**Passage shown**
◇ ◇ ◇

Let’s find ways to make your CX professionals more successful. Firstly, jettison the weight of the past. Let’s look at six common CX fallacies from the service economy that we continue to pursue:

ROI and Time Value of Money as vital economic measurements.

ROI is a hangover from the Industrial Economy and Time Value of Money from the Service Economy. Both are still useful but tragically over-rated because they are so poor at dealing with As-A-Service models and how consumers actually value experience.

The most crucial metric in the Experience Economy is The Money Value of Time. A concept introduced by Pine and Gilmore in their book, The Experience Economy.

Experience is measured in transactions.

Experience is not measured in single transactions but cumulative moments over time. This is why NPS and CSAT surveys fall short as an experience indicator. Quite frankly, what does your NPS score tell you?

Surveys are an accurate measure of sentiment.

Most surveys are poorly constructed, unscientifically fabricated, with questionable reporting accuracy. A survey is only helpful if it is anchored in separate sources of empirical data. In a recent survey by XLA Collab of 250 enterprises, 88% used Customer Satisfaction surveys (CSAT) as the preferred method of gathering information. 77% found their surveys to be of little actionable use.

◇ ◇ ◇

**Your task**
Continue the passage above on common customer experience fallacies, picking up after its last sentence.

◇ ◇ ◇

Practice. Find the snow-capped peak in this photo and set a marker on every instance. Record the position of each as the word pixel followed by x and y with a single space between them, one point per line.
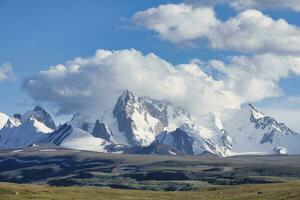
pixel 255 112
pixel 3 120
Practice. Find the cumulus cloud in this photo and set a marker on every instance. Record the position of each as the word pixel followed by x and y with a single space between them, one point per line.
pixel 6 72
pixel 246 4
pixel 249 31
pixel 94 83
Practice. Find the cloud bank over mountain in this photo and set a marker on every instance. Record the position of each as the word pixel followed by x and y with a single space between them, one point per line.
pixel 95 82
pixel 249 31
pixel 6 72
pixel 246 4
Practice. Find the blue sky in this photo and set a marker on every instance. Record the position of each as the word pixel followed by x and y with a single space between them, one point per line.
pixel 37 34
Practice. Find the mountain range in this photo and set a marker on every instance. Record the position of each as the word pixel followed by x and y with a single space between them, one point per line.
pixel 143 125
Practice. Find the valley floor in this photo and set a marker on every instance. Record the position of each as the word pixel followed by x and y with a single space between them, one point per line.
pixel 274 191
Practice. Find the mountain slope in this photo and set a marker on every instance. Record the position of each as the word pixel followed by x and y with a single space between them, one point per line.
pixel 141 119
pixel 254 132
pixel 17 135
pixel 68 136
pixel 188 140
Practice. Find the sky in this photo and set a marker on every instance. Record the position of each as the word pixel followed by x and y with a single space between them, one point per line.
pixel 210 55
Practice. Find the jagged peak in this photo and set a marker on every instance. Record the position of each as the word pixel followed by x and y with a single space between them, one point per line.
pixel 39 108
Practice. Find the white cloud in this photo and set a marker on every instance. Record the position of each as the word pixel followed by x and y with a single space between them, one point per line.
pixel 285 109
pixel 249 31
pixel 6 72
pixel 246 4
pixel 94 83
pixel 176 22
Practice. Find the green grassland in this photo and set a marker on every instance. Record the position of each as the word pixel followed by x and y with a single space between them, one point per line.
pixel 273 191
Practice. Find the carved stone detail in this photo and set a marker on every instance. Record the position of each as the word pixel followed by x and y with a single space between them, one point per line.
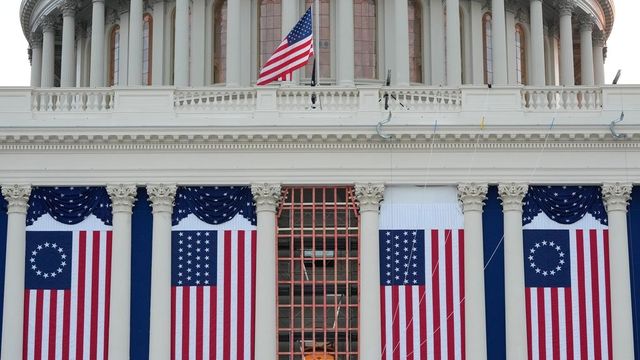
pixel 472 196
pixel 161 197
pixel 369 195
pixel 616 196
pixel 511 195
pixel 122 197
pixel 18 197
pixel 266 196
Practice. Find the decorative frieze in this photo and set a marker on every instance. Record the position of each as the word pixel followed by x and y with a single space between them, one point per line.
pixel 616 196
pixel 122 197
pixel 17 197
pixel 511 195
pixel 472 196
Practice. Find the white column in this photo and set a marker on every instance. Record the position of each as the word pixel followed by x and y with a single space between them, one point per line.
pixel 17 197
pixel 266 197
pixel 598 58
pixel 454 57
pixel 181 59
pixel 36 59
pixel 234 30
pixel 345 43
pixel 565 8
pixel 48 51
pixel 290 16
pixel 161 197
pixel 437 43
pixel 68 67
pixel 511 196
pixel 499 42
pixel 537 43
pixel 369 197
pixel 400 74
pixel 157 65
pixel 135 42
pixel 122 198
pixel 616 197
pixel 586 50
pixel 96 78
pixel 472 198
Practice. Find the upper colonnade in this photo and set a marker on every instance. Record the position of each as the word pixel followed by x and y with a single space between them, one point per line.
pixel 98 43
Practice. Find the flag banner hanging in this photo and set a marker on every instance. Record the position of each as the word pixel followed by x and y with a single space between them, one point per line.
pixel 421 274
pixel 566 260
pixel 293 52
pixel 213 258
pixel 67 274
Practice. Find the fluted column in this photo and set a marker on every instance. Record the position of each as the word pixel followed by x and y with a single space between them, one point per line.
pixel 515 310
pixel 234 50
pixel 537 77
pixel 401 34
pixel 345 42
pixel 369 197
pixel 499 42
pixel 181 60
pixel 135 42
pixel 586 50
pixel 454 57
pixel 122 198
pixel 472 198
pixel 48 51
pixel 36 59
pixel 17 197
pixel 68 67
pixel 266 197
pixel 161 197
pixel 96 76
pixel 598 58
pixel 616 197
pixel 565 8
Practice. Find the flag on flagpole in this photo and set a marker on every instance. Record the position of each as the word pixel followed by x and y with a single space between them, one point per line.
pixel 293 52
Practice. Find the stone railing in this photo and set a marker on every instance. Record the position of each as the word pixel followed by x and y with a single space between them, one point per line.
pixel 72 100
pixel 556 98
pixel 212 99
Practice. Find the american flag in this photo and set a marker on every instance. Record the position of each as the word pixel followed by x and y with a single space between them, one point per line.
pixel 422 293
pixel 293 52
pixel 213 294
pixel 567 294
pixel 66 303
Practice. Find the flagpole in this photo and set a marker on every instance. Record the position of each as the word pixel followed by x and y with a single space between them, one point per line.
pixel 316 38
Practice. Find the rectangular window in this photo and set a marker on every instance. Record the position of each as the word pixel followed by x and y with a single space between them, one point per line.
pixel 318 273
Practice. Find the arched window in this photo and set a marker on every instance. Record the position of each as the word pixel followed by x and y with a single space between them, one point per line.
pixel 270 29
pixel 147 38
pixel 219 41
pixel 415 41
pixel 365 39
pixel 114 55
pixel 324 53
pixel 488 49
pixel 521 59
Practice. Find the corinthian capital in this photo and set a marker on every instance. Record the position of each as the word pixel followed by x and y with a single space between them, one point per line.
pixel 369 196
pixel 616 196
pixel 472 196
pixel 162 196
pixel 266 196
pixel 122 197
pixel 17 196
pixel 511 195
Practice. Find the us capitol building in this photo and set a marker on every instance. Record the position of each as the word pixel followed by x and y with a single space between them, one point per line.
pixel 486 97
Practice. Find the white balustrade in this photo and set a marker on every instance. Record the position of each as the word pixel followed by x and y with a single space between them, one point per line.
pixel 560 98
pixel 223 99
pixel 72 100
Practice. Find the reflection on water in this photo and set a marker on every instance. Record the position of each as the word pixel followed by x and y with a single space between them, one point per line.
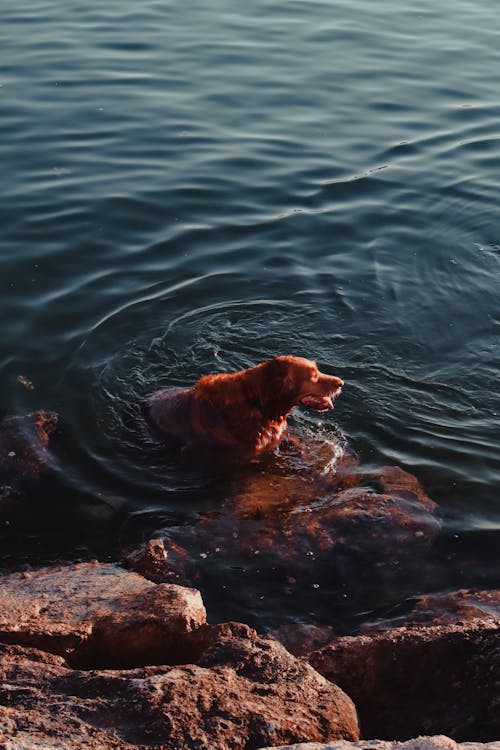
pixel 196 189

◇ ◇ ◇

**Answer for the task**
Customer satisfaction equals experience management.

Customer Satisfaction is about the acceptance or rejection of a transaction. Did the agent solve your problem to your satisfaction? Customer experience is about how you make people feel. When they look back on their interaction, how will they remember it? Joe Pine says, “memories are the hallmark of the experience.”

Experience is a constant baseline that we improve over time.

Human beings are self-programming sensors. So, they constantly adjust their expectations and reactions. This means that a consistent level of service will generate an inconsistent set of experience results. This is even more likely over time. We refer to this as the gravity enigma. Experience is subject to the gravity of expectations and, in extension, the gravity of perceived performance.

Experience is based on psychology.

Experience in an enterprise is not about individuals; it is based on anthropology and, specifically, digital anthropology. To be crude, as an enterprise, we don’t care why Sally or Arthur feel the way they do; we care THAT they feel the way they do. We are not so concerned with Sally or Arthur, but we care about everyone, LIKE Sally and Arthur. Experience management in an enterprise is a scale business.

So what about XLAs?

The Experience Level Agreement was first invented by the Innovation Transformation Strategist Marcel Broumels in 2007. The XLA pulls together the essential layers of an experience to make it a defined and manageable proposition.

The XLA starts with the experience that an enterprise wishes to stage. This could be a car showroom experience, a service-desk interaction, an onboarding process, or even the experience of patients and staff in an emergency room. We then disassemble the staged experience into sentiment aspects, experience indicators, service components, and key performance indicators.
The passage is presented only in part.